-- Excerpt provided --
····················
25 Investigates: Documents suggest Chief Medical Examiner tried to hide info from Boston 25

BOSTON — Did the state Medical Examiner's Office attempt to withhold information from 25 Investigates?

Last month, Boston 25 News reported the delays involving autopsy reports of children. The report aired on Feb. 11 about families waiting years to learn how their children died.

A new report suggests the problems at the office run much deeper.

Internal documents obtained by Boston 25 News on Thursday suggest the Chief Medical Examiner herself tried to hide this information from this news station.

25 Investigates obtained the emails late Thursday afternoon through a public records request. A reporter spent more than two hours looking through them.

The 26 pages of internal emails reveal behind the scenes conversations at the Office of the Chief Medical Examiner, including exchanges about Boston 25.

On Jan. 15, 25 Investigates requested autopsy clearance rates from the Medical Examiner's office after we were contacted by a Dorchester mother who waited nearly three years for her son's autopsy report to be completed.

Six days later, the National Association of Medical Examiners, or NAME, sent Chief Medical Examiner Mindy Hull an email warning her that the office "will most likely" lose its full accreditation status because autopsies were taking too long to complete. NAME guidelines require that 90 percent of autopsies be completed within 90 days.

When Dr. Hull learned that we were going to interview the NAME president, Dr. Jonathan Arden, for our report, she emailed two investigators in the NAME office.

"Dr. Arden is about to vet the OCME accreditation status on [Boston 25]. I am really quite surprised by this," the email stated.

And Dr. Hull emailed Dr. Arden himself. She explained the delays were due to staffing issues.

"Please keep this in mind, before you have (Boston 25) report our NAME full accreditation is going to be pulled after only having it a few months," she wrote.

25 Investigates was never told the full accreditation was in jeopardy. In fact, the data we received from the Medical Examiner's office indicated the autopsy reports were being completed on time, except when it involved children.

This is part of an audio statement sent to us by a spokesperson for the Medical Examiner:

"Last year the Massachusetts Medical Examiner's Office gained full accreditation for the first time and it remains fully accredited. The Office's leadership is working closely with the accrediting body NAME to keep full accreditation after a small dip in turn around time several months ago."
····················
-- Dataset entries --
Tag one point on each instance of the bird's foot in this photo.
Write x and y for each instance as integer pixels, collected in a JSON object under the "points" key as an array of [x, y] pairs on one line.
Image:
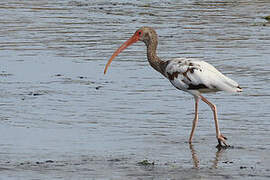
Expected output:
{"points": [[222, 140]]}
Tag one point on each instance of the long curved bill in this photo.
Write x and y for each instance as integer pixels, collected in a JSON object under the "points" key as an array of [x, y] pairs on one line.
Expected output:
{"points": [[130, 41]]}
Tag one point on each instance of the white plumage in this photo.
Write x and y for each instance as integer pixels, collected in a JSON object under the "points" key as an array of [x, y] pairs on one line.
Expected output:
{"points": [[195, 77]]}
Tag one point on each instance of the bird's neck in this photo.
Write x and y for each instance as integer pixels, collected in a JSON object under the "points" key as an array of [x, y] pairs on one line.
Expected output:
{"points": [[153, 59]]}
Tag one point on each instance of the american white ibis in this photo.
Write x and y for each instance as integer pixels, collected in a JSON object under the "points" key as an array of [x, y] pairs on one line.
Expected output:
{"points": [[193, 76]]}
····················
-- Problem --
In the Boston 25 report above, why did the National Association of Medical Examiners warn that the Medical Examiner's Office would most likely lose its full accreditation? Answer in one to three sentences.

-- Output for this task --
The association warned that the office would most likely lose its full accreditation because autopsies were taking too long to complete. Its guidelines require that 90 percent of autopsies be completed within 90 days.